• PROBLEM STATEMENT:
Please print the lines below without any change, starting at the line that contains "of the green" and ending at the final line.
------
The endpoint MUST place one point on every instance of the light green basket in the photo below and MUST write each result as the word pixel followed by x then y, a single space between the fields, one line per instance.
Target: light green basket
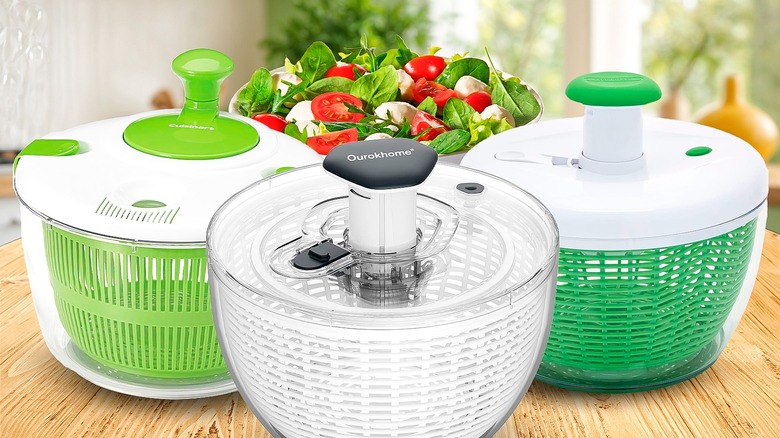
pixel 642 314
pixel 138 309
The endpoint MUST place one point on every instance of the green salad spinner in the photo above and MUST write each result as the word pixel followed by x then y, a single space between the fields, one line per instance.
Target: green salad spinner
pixel 662 225
pixel 114 231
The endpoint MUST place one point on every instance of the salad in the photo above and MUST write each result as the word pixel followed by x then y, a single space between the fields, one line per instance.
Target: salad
pixel 448 104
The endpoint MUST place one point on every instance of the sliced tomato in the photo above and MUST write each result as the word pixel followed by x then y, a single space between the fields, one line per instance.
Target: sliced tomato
------
• ANSWER TO THIS PROBLEM:
The endpoint MUST place one point on every instance of the green salad spinner in the photo above and MUST write each result as the word pixel followed by x then y, a single space between the fields, one line per instance.
Target: green salad spinner
pixel 662 225
pixel 114 231
The endpoint MUST place one point on every instance of the salad in the photo above and MUST write each result as the word pixel followed by x then y, a single space between the fields, one line per instance.
Target: salad
pixel 448 104
The endpoint MUST place one point on every instance of the sliced tomato in the photo above and MUST write each result as the word pixel followed by x then y, a single space between the fields, one line per instance.
Target: sliced tomato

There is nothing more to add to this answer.